Goal: Write the records out again, keeping each line exactly as it is.

Stored items

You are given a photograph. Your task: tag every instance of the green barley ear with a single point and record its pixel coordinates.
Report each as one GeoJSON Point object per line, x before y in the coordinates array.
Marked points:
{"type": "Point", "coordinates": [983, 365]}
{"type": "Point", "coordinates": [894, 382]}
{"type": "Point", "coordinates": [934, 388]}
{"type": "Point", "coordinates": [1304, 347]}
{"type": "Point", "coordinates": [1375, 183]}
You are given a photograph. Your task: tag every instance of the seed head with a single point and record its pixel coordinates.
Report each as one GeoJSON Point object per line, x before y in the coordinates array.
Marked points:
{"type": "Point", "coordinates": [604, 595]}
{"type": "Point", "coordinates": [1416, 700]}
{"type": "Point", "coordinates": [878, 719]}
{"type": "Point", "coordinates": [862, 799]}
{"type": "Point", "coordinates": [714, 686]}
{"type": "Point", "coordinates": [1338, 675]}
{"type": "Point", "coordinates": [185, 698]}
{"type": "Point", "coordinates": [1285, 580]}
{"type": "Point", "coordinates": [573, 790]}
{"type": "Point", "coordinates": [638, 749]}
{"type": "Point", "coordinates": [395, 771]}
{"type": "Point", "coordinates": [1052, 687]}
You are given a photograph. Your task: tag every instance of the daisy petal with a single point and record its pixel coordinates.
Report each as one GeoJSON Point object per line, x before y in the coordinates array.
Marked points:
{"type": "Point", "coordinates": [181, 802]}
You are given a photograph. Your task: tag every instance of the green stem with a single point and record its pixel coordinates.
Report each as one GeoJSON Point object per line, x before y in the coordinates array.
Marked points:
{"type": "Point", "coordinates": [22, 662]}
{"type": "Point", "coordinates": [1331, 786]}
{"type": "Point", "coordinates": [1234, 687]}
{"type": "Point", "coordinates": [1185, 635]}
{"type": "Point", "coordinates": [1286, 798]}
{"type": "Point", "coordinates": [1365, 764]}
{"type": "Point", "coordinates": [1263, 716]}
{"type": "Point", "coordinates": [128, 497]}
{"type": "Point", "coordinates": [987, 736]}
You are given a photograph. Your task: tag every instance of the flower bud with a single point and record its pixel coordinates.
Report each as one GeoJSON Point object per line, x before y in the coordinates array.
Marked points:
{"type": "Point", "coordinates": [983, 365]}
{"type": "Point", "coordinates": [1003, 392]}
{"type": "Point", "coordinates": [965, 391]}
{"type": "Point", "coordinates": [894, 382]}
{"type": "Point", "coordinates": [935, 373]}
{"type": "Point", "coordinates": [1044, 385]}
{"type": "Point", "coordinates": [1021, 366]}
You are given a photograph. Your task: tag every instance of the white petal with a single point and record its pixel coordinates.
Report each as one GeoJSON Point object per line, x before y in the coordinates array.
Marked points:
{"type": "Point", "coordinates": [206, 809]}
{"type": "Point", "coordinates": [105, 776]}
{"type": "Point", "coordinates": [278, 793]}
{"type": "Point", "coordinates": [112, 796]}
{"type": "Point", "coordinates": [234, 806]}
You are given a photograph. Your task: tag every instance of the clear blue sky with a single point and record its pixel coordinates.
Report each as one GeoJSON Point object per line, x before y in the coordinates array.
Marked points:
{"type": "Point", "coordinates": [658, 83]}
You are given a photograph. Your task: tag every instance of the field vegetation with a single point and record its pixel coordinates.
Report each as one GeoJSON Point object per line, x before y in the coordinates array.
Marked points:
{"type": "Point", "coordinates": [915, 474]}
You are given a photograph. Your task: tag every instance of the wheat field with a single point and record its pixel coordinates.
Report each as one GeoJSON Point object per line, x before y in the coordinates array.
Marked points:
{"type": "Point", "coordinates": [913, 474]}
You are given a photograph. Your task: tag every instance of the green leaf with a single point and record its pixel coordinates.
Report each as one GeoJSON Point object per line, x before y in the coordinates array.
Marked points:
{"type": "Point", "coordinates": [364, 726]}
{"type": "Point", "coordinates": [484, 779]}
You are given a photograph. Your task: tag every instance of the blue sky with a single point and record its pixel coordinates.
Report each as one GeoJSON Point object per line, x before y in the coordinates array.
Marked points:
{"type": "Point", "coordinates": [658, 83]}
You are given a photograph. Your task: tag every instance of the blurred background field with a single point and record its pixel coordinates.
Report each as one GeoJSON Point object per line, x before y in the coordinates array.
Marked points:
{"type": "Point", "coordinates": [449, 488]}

Completed task:
You are given a photograph. Your task: tag every instance of the green barley ear with a single point and record its pixel coordinates.
Report each as one GeoJSON Point object per line, x before y in the coordinates array.
Marked points:
{"type": "Point", "coordinates": [983, 365]}
{"type": "Point", "coordinates": [894, 382]}
{"type": "Point", "coordinates": [934, 388]}
{"type": "Point", "coordinates": [1304, 347]}
{"type": "Point", "coordinates": [1375, 183]}
You are given a photograph. Your task: tag every instance of the seed head with a single point and record its pixel coordinates.
Report each as one GeoJSON Point object per line, x before y in the coordinates array.
Marked points:
{"type": "Point", "coordinates": [604, 595]}
{"type": "Point", "coordinates": [1416, 700]}
{"type": "Point", "coordinates": [878, 719]}
{"type": "Point", "coordinates": [862, 799]}
{"type": "Point", "coordinates": [714, 686]}
{"type": "Point", "coordinates": [1338, 675]}
{"type": "Point", "coordinates": [185, 698]}
{"type": "Point", "coordinates": [1285, 580]}
{"type": "Point", "coordinates": [573, 790]}
{"type": "Point", "coordinates": [638, 749]}
{"type": "Point", "coordinates": [395, 771]}
{"type": "Point", "coordinates": [1052, 687]}
You are given a photograph. Your task: tag every instance of the daisy petal with a single point and record its pixel coordinates.
Report each as one GeoJSON Point object per line, x before y in the coordinates array.
Marked points:
{"type": "Point", "coordinates": [181, 802]}
You are given a photograph. Your task: tag every instance of the green stem with a single point and record its pixel coordinates.
Report each as one GeoJSON Point object per line, x before y in the coordinates array.
Marked points:
{"type": "Point", "coordinates": [22, 662]}
{"type": "Point", "coordinates": [1331, 786]}
{"type": "Point", "coordinates": [1234, 687]}
{"type": "Point", "coordinates": [1185, 635]}
{"type": "Point", "coordinates": [1286, 798]}
{"type": "Point", "coordinates": [1365, 764]}
{"type": "Point", "coordinates": [1263, 716]}
{"type": "Point", "coordinates": [128, 497]}
{"type": "Point", "coordinates": [987, 736]}
You are given a photograph. Your task: tag every instance of the flower bud with a single point and record its pixel coordinates.
Report each as one GeoJSON Point object per line, x before y in the coordinates array.
Marked points:
{"type": "Point", "coordinates": [983, 365]}
{"type": "Point", "coordinates": [1003, 392]}
{"type": "Point", "coordinates": [965, 391]}
{"type": "Point", "coordinates": [894, 382]}
{"type": "Point", "coordinates": [935, 373]}
{"type": "Point", "coordinates": [1044, 385]}
{"type": "Point", "coordinates": [1021, 366]}
You are given a photograph. Your task: tag every instance of the white petal with a single point and record its pixel coordinates.
Report each as one GeoJSON Point object per line, x before y in the coordinates array.
Marked points:
{"type": "Point", "coordinates": [206, 809]}
{"type": "Point", "coordinates": [105, 776]}
{"type": "Point", "coordinates": [278, 793]}
{"type": "Point", "coordinates": [112, 796]}
{"type": "Point", "coordinates": [234, 806]}
You are given a photograph. Your task: tag every instance of the clear blue sky with a single point and record its pixel coordinates.
Report each as one GeoJSON Point object per line, x before y in the coordinates array.
Marked points:
{"type": "Point", "coordinates": [658, 83]}
You are given a photograph. Your task: tag every instance of the field vegetation with a single point and record its pixel coordinates.
Report each as one GeoJSON Point object per line, x before y in the coordinates array.
Marked points:
{"type": "Point", "coordinates": [915, 474]}
You are given a photograph. Your task: tag every instance of the wheat field with a single point and record its pixel coordinates.
Report each as one GeoJSON Point object per line, x before y in the coordinates array.
Marked points:
{"type": "Point", "coordinates": [913, 474]}
You are given a photograph. Your task: tag every instance of the green leaf with a single point and record its pixel coordinates.
Report each as one GeoJSON Point object per line, x before y in the coordinates array.
Marked points:
{"type": "Point", "coordinates": [364, 726]}
{"type": "Point", "coordinates": [484, 779]}
You are given a photograph. Your task: tag every instance of the blue sky with a single point and record its pixel coordinates.
Report each as one GeoJSON Point object per line, x before y in the coordinates array.
Marked points:
{"type": "Point", "coordinates": [658, 83]}
You are given a photograph. Your task: tag every instance of the blurred background field with a single point and record its pixel coordinates.
Report each as one GeoJSON Point object per line, x before y in the coordinates array.
Marked points:
{"type": "Point", "coordinates": [449, 488]}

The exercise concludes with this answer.